- **Task statement**: According to the excerpt on synthetic data tools, what do these tools allow enterprises to do? List every item.

- **Extract**:
☆ ☆ ☆
For enterprises expanding AI experimentation, Syntho can help simulate both common and rare scenarios in training datasets, increasing model coverage beyond historical production logs.
As with other generation-focused platforms, organizations modernizing end-to-end data operations often require additional lifecycle management and governance capabilities to ensure synthetic datasets remain controlled, traceable, and consistent across environments.
Conclusion
Modernizing data operations requires more than migrating to the cloud or adopting new analytics platforms. It requires rethinking how data is provisioned, protected, and operationalized across environments.
Synthetic data generation tools are becoming foundational to this shift. They allow enterprises to:
- Reduce dependence on full production clones
- Lower compliance exposure
- Accelerate AI experimentation
- Support DevOps and MLOps automation
- Improve analytics coverage without increasing risk
Some tools focus primarily on statistical fidelity. Others emphasize developer workflows or differential privacy. Open-source options provide flexibility but limited governance.
For enterprises managing complex, multi-system environments, the key differentiators are often multi-method capability, referential integrity, lifecycle control, and seamless integration into operational pipelines.
Among the tools reviewed, K2view stands out for combining multi-method synthetic data generation with built-in masking, cross-system integrity, and lifecycle management. By unifying preparation, generation, operation, and delivery within a governed platform, it enables enterprises to modernize data operations while maintaining security, compliance, and control.
As synthetic data becomes central to enterprise AI and analytics strategies, choosing the right platform will play a defining role in how effectively organizations transform their data operations for the future.
☆ ☆ ☆
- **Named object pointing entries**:

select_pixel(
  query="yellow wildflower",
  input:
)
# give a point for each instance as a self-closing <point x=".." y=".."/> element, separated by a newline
☆ ☆ ☆
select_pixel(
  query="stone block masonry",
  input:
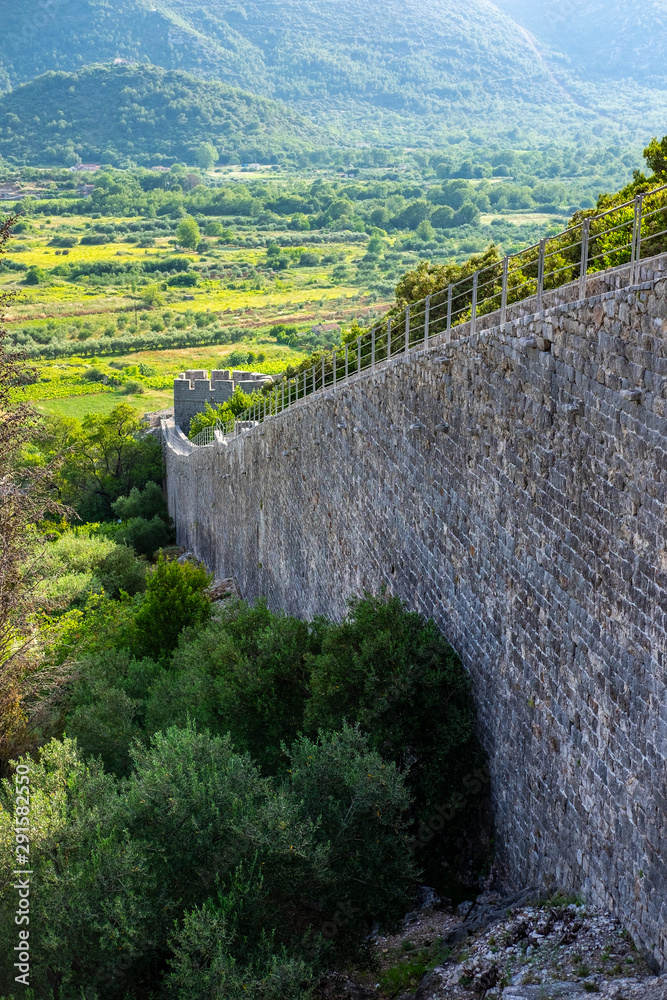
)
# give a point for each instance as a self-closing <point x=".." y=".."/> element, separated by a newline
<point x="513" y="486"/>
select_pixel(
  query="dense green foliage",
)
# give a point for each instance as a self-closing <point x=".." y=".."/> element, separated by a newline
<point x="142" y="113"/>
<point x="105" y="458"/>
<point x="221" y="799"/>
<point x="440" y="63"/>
☆ ☆ ☆
- **Exercise response**:
- Reduce dependence on full production clones
- Lower compliance exposure
- Accelerate AI experimentation
- Support DevOps and MLOps automation
- Improve analytics coverage without increasing risk